Task
All of the data that follows needs to be printed again, exactly as it reads.

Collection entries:
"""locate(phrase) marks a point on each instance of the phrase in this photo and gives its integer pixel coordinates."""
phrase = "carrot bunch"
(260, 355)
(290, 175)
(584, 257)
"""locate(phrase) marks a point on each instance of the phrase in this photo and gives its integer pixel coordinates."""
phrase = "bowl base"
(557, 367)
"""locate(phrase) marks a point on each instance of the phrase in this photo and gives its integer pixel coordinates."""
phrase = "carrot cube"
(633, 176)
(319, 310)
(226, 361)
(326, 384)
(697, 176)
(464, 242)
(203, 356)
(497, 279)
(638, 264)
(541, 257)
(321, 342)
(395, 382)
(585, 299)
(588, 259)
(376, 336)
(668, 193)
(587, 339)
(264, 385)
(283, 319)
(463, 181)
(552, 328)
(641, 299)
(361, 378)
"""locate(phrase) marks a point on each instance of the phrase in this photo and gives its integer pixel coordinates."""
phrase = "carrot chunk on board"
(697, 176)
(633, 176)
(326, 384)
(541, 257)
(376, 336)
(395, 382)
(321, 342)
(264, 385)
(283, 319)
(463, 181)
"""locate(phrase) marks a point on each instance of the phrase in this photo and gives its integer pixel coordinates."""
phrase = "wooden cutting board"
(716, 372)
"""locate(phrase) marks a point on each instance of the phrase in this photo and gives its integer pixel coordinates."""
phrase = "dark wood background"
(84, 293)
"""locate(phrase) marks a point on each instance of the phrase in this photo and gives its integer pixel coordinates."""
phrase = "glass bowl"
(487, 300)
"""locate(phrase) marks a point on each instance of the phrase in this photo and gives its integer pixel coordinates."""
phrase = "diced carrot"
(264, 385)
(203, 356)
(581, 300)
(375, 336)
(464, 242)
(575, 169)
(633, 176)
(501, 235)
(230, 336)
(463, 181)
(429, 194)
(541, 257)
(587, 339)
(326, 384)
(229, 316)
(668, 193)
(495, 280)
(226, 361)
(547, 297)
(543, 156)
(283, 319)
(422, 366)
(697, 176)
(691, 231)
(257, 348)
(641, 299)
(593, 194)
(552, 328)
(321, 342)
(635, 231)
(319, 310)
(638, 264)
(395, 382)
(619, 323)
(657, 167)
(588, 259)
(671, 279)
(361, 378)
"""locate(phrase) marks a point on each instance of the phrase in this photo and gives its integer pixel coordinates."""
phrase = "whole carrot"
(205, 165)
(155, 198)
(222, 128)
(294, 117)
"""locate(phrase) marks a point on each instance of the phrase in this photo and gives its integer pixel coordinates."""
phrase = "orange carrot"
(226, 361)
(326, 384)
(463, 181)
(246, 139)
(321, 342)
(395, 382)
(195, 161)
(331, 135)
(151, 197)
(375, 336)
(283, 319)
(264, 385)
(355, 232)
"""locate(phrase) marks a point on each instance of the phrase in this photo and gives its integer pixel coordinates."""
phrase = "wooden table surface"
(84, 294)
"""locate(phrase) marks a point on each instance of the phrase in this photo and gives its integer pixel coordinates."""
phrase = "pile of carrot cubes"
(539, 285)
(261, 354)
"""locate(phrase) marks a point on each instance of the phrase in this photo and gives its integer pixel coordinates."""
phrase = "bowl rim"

The answer
"""locate(phrase) marks a point on each instance of the phrase in this photo and gives its integer pixel coordinates."""
phrase = "carrot bunch"
(260, 355)
(290, 175)
(584, 257)
"""locate(phrase) marks a point on each instance of the phrase in this photo and gives its integer pixel coordinates."""
phrase = "bowl base"
(557, 367)
"""locate(phrase) marks a point on each instance of the phrase in this photo and gives its integer pixel coordinates."""
phrase = "carrot cube"
(633, 176)
(319, 310)
(226, 361)
(326, 384)
(697, 176)
(464, 242)
(203, 356)
(497, 279)
(638, 264)
(541, 257)
(321, 342)
(395, 382)
(585, 299)
(588, 259)
(376, 336)
(668, 193)
(587, 339)
(264, 385)
(283, 319)
(463, 181)
(552, 328)
(641, 299)
(361, 378)
"""locate(phrase) marks a point on each instance of the phrase in this photo and gives its integer pixel coordinates."""
phrase = "carrot chunk on board"
(697, 176)
(633, 176)
(326, 384)
(541, 257)
(376, 336)
(395, 382)
(321, 342)
(264, 385)
(283, 319)
(463, 181)
"""locate(phrase) marks a point on each instance of the phrase in this photo and gives its integer pixel coordinates."""
phrase = "wooden cutting board"
(716, 372)
"""locate(phrase) marks a point on each instance of the phrase in this photo and gives its integer pixel coordinates."""
phrase = "dark wood background"
(84, 293)
"""locate(phrase) marks a point on each instance of the phrase in this photo and gives its integer pixel coordinates."""
phrase = "glass bowl"
(487, 300)
"""locate(phrase) marks a point on each instance of the phrase in this photo and gives its integer pixel coordinates."""
phrase = "diced carrot"
(264, 385)
(203, 356)
(581, 300)
(375, 336)
(464, 242)
(575, 169)
(633, 176)
(501, 235)
(230, 336)
(463, 181)
(429, 194)
(541, 257)
(587, 339)
(326, 384)
(229, 316)
(668, 193)
(495, 280)
(226, 361)
(547, 297)
(543, 156)
(283, 319)
(422, 366)
(697, 176)
(691, 231)
(257, 348)
(641, 299)
(593, 194)
(552, 328)
(321, 342)
(635, 231)
(319, 310)
(638, 264)
(395, 382)
(619, 323)
(657, 167)
(588, 259)
(671, 279)
(361, 378)
"""locate(phrase) marks a point on each instance of the phrase in this photo and gives its integer pixel coordinates."""
phrase = "whole carrot"
(205, 165)
(155, 198)
(222, 128)
(294, 117)
"""locate(phrase) marks a point on each instance of the phrase in this photo and gives its integer pixel coordinates."""
phrase = "orange carrot"
(226, 361)
(326, 384)
(463, 181)
(246, 139)
(321, 342)
(395, 382)
(195, 161)
(331, 135)
(151, 197)
(375, 336)
(283, 319)
(264, 385)
(355, 232)
"""locate(phrase) marks a point on each instance of the phrase in this photo and gives its integer pixel coordinates."""
phrase = "wooden table surface"
(84, 294)
"""locate(phrase) marks a point on each instance of the phrase in this photo and gives its integer pixel coordinates."""
phrase = "pile of carrot cubes"
(539, 285)
(261, 354)
"""locate(phrase) marks a point on each instance of the phrase in this photo and gives its integer pixel coordinates."""
phrase = "bowl rim"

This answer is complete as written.